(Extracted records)
■ ■ ■
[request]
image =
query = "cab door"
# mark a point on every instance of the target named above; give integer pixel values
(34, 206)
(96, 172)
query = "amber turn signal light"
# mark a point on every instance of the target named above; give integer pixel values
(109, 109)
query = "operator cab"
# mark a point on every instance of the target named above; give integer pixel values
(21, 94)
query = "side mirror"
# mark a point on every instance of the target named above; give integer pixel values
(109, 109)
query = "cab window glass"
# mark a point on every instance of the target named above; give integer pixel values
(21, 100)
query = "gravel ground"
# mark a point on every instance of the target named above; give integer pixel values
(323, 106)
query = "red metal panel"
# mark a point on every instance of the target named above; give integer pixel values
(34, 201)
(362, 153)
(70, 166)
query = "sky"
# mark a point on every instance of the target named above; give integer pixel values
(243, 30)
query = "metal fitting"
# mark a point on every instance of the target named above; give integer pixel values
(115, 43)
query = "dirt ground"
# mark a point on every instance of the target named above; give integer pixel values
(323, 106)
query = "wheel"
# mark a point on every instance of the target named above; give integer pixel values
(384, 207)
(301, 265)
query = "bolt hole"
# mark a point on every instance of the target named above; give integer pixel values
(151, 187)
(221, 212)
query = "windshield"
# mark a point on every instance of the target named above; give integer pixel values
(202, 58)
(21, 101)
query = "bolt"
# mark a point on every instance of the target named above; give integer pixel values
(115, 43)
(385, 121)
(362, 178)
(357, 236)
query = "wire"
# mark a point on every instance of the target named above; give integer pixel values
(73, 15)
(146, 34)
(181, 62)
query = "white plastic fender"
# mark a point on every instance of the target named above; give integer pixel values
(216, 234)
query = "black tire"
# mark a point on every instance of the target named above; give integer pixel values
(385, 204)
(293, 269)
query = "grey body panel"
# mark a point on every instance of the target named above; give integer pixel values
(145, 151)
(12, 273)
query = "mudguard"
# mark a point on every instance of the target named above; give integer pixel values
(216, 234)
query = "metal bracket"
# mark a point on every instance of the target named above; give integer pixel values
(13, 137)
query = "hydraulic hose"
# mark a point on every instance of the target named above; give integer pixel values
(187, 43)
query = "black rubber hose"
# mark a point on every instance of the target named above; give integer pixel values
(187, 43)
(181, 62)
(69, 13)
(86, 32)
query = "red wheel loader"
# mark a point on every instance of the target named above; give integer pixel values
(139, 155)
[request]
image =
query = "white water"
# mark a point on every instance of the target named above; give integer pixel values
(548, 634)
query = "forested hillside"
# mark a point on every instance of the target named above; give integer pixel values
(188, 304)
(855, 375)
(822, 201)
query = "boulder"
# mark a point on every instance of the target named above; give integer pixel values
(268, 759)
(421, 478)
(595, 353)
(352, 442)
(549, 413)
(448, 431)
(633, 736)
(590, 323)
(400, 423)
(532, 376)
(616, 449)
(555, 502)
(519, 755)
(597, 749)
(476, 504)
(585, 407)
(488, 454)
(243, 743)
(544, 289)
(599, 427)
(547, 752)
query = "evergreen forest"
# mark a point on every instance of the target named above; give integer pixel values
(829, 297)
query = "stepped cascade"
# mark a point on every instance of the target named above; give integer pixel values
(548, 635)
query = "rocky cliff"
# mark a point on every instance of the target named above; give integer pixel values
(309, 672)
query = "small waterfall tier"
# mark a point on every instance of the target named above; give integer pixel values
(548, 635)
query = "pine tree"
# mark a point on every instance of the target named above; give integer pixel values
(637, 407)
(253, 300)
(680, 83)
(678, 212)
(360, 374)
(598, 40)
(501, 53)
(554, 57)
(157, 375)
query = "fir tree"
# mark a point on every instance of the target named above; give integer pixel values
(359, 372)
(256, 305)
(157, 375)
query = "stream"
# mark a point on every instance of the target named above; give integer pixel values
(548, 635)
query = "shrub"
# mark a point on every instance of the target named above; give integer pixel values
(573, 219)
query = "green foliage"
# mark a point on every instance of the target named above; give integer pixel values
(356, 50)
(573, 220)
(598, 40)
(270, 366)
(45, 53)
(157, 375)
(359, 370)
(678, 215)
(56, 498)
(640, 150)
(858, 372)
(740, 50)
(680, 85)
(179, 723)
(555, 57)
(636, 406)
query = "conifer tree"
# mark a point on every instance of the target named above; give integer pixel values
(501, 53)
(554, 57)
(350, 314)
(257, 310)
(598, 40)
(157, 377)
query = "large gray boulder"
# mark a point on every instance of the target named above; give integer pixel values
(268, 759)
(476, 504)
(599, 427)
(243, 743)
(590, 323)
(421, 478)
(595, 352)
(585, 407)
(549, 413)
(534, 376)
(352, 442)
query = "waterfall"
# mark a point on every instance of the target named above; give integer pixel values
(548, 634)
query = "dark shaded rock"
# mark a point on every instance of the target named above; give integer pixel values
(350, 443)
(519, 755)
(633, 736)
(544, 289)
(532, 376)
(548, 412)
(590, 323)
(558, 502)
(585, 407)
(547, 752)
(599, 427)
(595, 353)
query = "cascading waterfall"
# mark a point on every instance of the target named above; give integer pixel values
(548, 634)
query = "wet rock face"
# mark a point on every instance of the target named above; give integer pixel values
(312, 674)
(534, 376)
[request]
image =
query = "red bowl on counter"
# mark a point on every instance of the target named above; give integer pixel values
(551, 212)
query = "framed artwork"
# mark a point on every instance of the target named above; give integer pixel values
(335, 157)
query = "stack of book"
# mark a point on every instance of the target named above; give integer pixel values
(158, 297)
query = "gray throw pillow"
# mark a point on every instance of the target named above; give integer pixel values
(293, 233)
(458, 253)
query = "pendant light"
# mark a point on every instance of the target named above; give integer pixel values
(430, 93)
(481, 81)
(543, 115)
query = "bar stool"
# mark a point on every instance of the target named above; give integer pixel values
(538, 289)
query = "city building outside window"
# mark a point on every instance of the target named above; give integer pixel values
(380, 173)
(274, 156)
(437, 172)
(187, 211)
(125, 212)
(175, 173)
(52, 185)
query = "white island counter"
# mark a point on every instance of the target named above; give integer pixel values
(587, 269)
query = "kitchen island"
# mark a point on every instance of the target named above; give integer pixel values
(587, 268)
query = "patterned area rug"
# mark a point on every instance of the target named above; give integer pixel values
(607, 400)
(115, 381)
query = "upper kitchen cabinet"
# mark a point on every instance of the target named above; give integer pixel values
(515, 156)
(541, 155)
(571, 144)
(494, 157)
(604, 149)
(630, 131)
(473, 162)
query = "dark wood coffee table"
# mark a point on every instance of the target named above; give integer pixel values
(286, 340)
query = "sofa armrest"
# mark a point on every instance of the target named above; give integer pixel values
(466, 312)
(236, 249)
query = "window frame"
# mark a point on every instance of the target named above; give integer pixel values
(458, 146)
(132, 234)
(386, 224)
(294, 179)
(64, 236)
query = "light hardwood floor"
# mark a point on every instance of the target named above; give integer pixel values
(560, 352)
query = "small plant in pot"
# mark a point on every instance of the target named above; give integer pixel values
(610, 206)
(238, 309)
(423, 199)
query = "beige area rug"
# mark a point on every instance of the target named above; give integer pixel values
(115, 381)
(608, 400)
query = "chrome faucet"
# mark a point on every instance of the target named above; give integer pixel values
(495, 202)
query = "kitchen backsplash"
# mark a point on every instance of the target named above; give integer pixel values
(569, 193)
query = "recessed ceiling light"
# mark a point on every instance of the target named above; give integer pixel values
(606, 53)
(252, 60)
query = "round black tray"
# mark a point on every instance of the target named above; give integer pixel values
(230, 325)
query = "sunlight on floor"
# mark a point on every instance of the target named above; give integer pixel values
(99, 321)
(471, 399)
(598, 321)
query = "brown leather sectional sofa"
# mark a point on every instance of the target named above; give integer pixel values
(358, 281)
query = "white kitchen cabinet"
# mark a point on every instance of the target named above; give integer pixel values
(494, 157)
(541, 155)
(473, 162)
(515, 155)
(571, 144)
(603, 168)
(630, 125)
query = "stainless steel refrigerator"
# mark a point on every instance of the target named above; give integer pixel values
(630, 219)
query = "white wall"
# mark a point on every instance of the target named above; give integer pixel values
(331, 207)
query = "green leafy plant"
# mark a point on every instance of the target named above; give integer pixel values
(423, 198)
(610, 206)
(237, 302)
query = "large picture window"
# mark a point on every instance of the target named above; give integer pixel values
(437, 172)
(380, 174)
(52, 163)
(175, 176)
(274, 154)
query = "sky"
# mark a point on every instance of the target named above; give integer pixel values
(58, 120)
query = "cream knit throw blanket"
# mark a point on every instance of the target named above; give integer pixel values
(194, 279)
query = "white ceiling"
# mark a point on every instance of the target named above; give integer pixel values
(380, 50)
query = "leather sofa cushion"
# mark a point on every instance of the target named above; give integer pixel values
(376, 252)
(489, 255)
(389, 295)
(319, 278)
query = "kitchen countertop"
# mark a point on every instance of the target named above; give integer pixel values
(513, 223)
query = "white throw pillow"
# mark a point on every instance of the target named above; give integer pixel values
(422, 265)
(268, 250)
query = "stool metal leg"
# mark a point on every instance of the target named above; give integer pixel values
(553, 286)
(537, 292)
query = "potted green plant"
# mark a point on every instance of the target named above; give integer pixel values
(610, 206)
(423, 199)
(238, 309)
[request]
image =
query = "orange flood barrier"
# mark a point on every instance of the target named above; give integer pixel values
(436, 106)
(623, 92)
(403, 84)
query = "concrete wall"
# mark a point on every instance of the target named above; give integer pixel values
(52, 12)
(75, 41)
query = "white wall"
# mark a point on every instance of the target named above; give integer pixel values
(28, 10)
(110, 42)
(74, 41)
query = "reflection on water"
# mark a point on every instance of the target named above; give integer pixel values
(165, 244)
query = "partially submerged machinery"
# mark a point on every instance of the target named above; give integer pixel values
■ ■ ■
▶ [Stated goal]: How many lines in the rows contain the word "pillow"? Reply with the number alone.

▶ [Solution to the exercise]: 2